Records for processing:

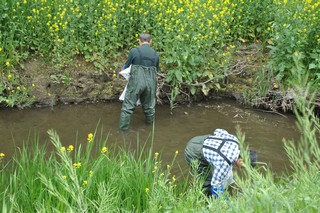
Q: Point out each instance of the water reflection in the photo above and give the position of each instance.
(264, 131)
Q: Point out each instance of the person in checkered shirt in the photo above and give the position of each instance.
(220, 151)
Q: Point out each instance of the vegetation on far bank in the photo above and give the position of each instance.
(198, 42)
(93, 177)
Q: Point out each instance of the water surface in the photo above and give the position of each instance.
(264, 131)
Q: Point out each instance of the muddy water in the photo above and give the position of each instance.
(264, 130)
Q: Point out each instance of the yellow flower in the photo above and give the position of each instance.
(70, 148)
(104, 149)
(90, 137)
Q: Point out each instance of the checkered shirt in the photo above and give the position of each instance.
(230, 150)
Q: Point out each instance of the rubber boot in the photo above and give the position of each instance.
(124, 121)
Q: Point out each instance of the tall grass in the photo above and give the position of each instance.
(195, 39)
(95, 178)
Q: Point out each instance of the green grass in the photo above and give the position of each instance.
(119, 180)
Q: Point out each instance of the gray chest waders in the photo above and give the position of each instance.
(142, 85)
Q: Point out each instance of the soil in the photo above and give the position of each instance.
(83, 83)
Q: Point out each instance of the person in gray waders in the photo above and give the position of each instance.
(142, 82)
(220, 152)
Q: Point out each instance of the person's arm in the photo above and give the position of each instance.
(129, 60)
(234, 189)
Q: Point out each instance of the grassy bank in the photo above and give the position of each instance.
(94, 177)
(196, 40)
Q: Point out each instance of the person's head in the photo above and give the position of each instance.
(145, 38)
(253, 159)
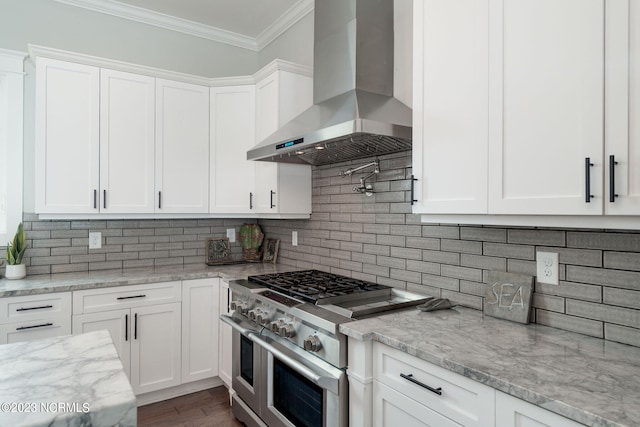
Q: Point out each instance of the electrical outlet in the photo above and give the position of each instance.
(547, 267)
(95, 240)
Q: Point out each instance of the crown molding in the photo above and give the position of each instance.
(137, 14)
(80, 58)
(12, 61)
(298, 11)
(157, 19)
(280, 65)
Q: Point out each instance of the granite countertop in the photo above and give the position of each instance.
(589, 380)
(64, 381)
(45, 283)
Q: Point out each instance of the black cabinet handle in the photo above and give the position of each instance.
(42, 307)
(22, 328)
(413, 199)
(612, 178)
(587, 178)
(409, 377)
(131, 297)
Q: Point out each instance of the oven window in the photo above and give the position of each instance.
(246, 359)
(295, 397)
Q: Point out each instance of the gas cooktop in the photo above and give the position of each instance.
(314, 285)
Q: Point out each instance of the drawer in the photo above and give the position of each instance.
(391, 409)
(105, 299)
(34, 307)
(29, 330)
(463, 400)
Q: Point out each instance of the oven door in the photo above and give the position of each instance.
(246, 363)
(301, 390)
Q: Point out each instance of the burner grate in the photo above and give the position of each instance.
(314, 285)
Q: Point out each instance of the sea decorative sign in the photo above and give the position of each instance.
(508, 296)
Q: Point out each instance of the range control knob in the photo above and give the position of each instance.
(312, 343)
(253, 314)
(275, 326)
(262, 318)
(287, 330)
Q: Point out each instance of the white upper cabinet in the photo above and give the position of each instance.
(182, 147)
(67, 137)
(232, 135)
(281, 188)
(450, 106)
(127, 142)
(546, 106)
(622, 108)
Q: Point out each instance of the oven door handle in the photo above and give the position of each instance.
(236, 325)
(330, 383)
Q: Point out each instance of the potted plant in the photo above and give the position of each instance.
(15, 250)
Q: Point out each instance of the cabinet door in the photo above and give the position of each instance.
(232, 135)
(200, 319)
(391, 409)
(546, 106)
(513, 412)
(224, 342)
(127, 139)
(118, 323)
(156, 347)
(622, 108)
(450, 112)
(67, 137)
(182, 147)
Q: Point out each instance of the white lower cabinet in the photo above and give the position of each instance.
(392, 408)
(511, 411)
(31, 317)
(145, 326)
(442, 394)
(200, 319)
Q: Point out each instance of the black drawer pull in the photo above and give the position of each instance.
(413, 199)
(612, 178)
(42, 307)
(409, 377)
(133, 296)
(587, 180)
(22, 328)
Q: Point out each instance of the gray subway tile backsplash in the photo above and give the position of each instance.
(377, 238)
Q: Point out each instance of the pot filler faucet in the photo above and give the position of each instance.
(365, 188)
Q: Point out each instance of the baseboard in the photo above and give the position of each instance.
(180, 390)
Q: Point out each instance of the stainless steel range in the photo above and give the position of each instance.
(289, 358)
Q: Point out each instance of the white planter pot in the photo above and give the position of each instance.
(18, 271)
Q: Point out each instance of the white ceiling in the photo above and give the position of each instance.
(246, 17)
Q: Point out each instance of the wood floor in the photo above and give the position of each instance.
(204, 408)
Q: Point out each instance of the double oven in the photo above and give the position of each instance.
(277, 385)
(289, 358)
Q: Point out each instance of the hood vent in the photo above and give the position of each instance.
(354, 114)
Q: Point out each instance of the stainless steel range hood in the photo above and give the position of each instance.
(354, 114)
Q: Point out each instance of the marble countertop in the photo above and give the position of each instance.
(63, 381)
(589, 380)
(45, 283)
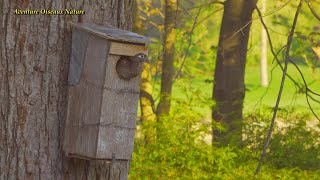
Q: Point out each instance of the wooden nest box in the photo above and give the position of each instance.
(102, 108)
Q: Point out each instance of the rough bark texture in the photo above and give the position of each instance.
(229, 87)
(34, 60)
(168, 57)
(146, 99)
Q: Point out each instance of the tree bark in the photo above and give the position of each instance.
(168, 58)
(34, 60)
(263, 52)
(146, 100)
(229, 87)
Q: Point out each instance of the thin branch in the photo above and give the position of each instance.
(189, 45)
(313, 11)
(281, 86)
(267, 14)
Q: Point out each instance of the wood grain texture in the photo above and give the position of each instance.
(126, 49)
(102, 108)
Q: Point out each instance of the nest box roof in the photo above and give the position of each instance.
(112, 33)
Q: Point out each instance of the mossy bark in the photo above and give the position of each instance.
(229, 87)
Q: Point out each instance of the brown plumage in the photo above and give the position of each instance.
(130, 67)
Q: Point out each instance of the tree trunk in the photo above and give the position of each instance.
(146, 99)
(263, 52)
(34, 62)
(229, 87)
(168, 57)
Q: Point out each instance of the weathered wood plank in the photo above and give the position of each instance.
(84, 101)
(126, 49)
(117, 140)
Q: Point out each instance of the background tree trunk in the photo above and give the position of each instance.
(263, 51)
(168, 57)
(229, 87)
(146, 100)
(34, 60)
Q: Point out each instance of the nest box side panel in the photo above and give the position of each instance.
(84, 101)
(118, 113)
(78, 50)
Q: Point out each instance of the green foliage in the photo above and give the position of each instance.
(295, 140)
(181, 151)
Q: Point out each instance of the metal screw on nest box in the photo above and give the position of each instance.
(130, 67)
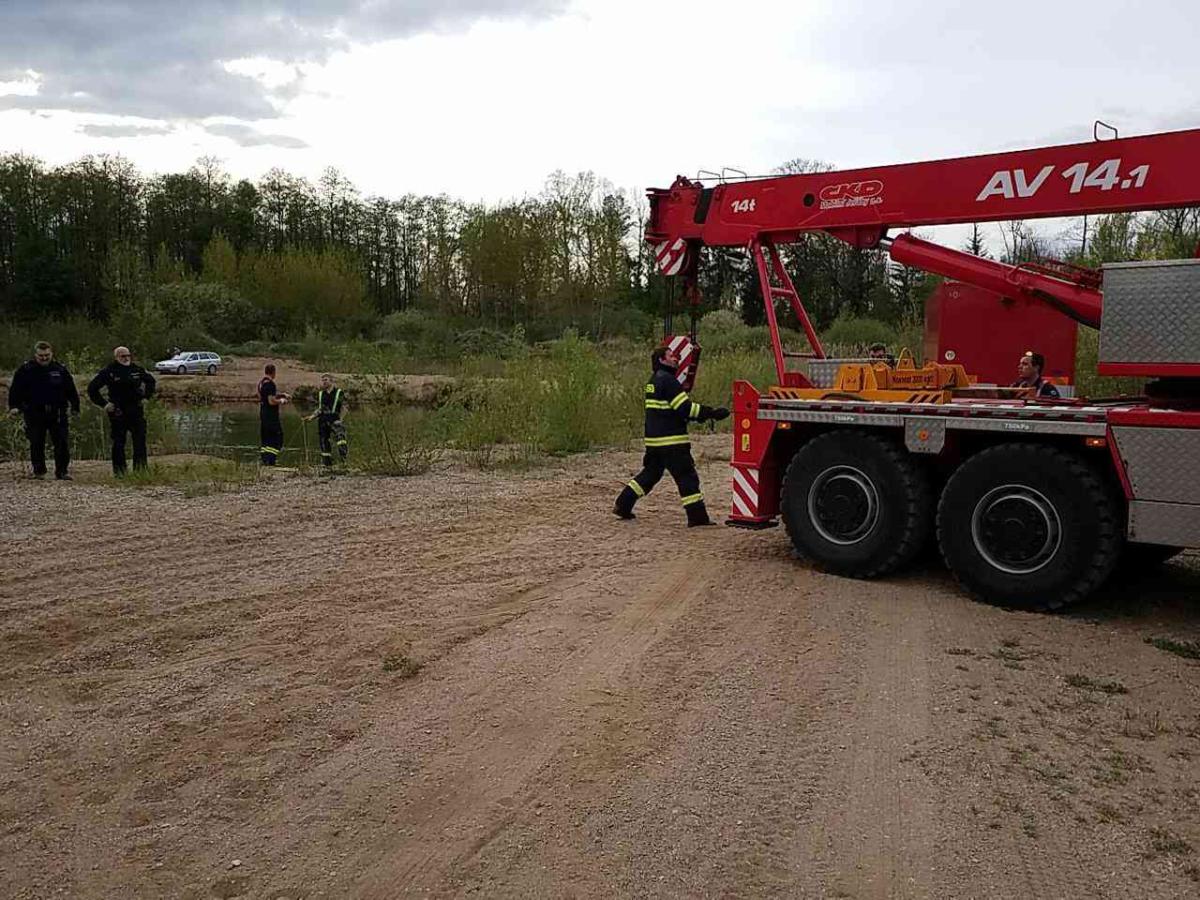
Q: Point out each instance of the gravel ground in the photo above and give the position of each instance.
(215, 696)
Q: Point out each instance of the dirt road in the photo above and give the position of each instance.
(214, 697)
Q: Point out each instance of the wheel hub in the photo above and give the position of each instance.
(1015, 528)
(844, 505)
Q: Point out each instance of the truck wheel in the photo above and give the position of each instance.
(856, 504)
(1029, 526)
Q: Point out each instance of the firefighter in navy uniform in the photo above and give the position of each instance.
(127, 385)
(270, 426)
(41, 391)
(667, 449)
(330, 429)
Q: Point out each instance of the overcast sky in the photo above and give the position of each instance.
(483, 99)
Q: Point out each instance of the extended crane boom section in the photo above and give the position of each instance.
(859, 205)
(862, 205)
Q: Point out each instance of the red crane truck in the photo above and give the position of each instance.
(1032, 502)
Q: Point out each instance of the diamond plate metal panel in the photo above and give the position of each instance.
(1176, 525)
(823, 372)
(1161, 462)
(1151, 312)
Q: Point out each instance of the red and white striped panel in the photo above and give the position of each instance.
(745, 492)
(683, 348)
(671, 256)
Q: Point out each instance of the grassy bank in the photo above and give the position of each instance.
(556, 397)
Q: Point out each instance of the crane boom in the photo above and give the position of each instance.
(859, 205)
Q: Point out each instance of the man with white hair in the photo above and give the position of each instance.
(127, 385)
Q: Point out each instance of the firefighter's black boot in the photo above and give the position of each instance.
(697, 515)
(624, 505)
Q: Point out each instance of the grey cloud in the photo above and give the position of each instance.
(246, 136)
(124, 131)
(163, 59)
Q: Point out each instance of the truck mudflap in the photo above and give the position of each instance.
(755, 473)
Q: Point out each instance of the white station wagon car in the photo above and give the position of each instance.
(190, 363)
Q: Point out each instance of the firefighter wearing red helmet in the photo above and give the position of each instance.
(667, 448)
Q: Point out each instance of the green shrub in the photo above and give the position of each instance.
(859, 333)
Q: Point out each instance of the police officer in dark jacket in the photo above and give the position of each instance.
(127, 385)
(667, 449)
(42, 390)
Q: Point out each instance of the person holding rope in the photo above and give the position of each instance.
(330, 429)
(42, 391)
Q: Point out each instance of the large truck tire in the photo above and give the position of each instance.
(1029, 526)
(856, 504)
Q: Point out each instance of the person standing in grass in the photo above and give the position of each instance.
(270, 426)
(330, 429)
(41, 391)
(127, 385)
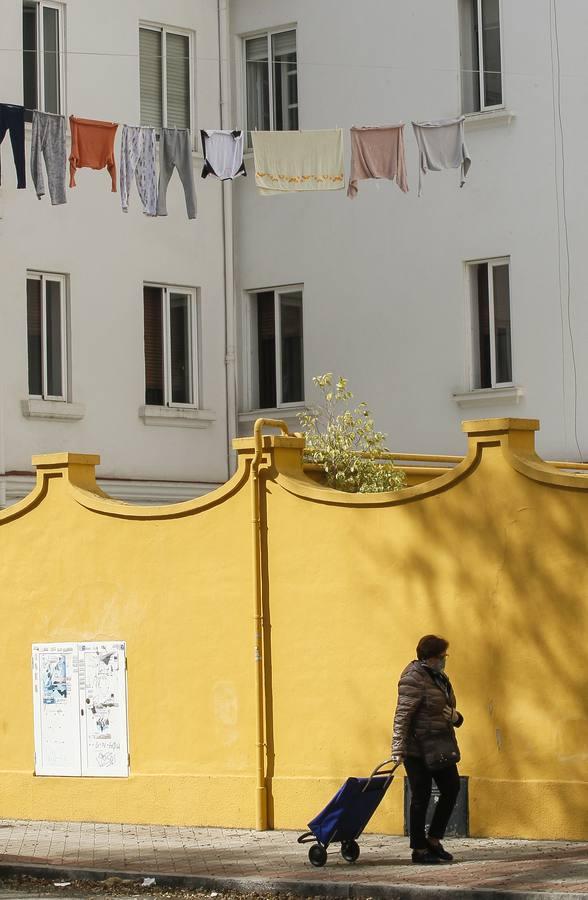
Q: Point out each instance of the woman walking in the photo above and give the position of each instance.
(424, 740)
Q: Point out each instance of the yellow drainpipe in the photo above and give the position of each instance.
(261, 788)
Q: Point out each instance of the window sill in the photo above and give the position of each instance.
(490, 117)
(280, 412)
(490, 396)
(177, 417)
(34, 408)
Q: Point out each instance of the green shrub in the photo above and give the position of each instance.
(345, 443)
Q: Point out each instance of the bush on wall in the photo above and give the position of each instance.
(343, 440)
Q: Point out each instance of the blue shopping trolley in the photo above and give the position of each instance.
(345, 816)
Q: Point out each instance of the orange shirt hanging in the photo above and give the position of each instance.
(92, 146)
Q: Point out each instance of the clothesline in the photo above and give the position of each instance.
(285, 161)
(301, 63)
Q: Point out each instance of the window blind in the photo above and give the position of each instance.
(153, 337)
(177, 48)
(34, 335)
(150, 77)
(258, 108)
(283, 43)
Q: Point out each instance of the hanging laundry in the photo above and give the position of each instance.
(48, 141)
(377, 151)
(442, 146)
(137, 159)
(92, 147)
(175, 150)
(12, 120)
(223, 154)
(287, 161)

Instructions for the task:
Find the line with "Q: Point out each instance of the blue" in the listing above, then write out that line and each remaining line exactly, with no other text.

Solution to this task:
Q: Point out each instance of the blue shopping trolley in the photo above and give the position of each instance.
(345, 816)
Q: Point out each instance of the orange shirt hanging in the photo above and give the position of each instance.
(92, 146)
Q: Point out each instance of the clothesline in the photo above and give the position of each instance.
(285, 161)
(301, 63)
Q: Point out each instance of the window blind in the photo above and give the position of each instance.
(153, 337)
(177, 48)
(34, 335)
(150, 77)
(258, 108)
(283, 43)
Q: Point out each instance of the hanging laundry in the photo above and give the position of each instance.
(48, 141)
(377, 151)
(442, 146)
(137, 159)
(92, 147)
(175, 150)
(12, 120)
(223, 154)
(287, 161)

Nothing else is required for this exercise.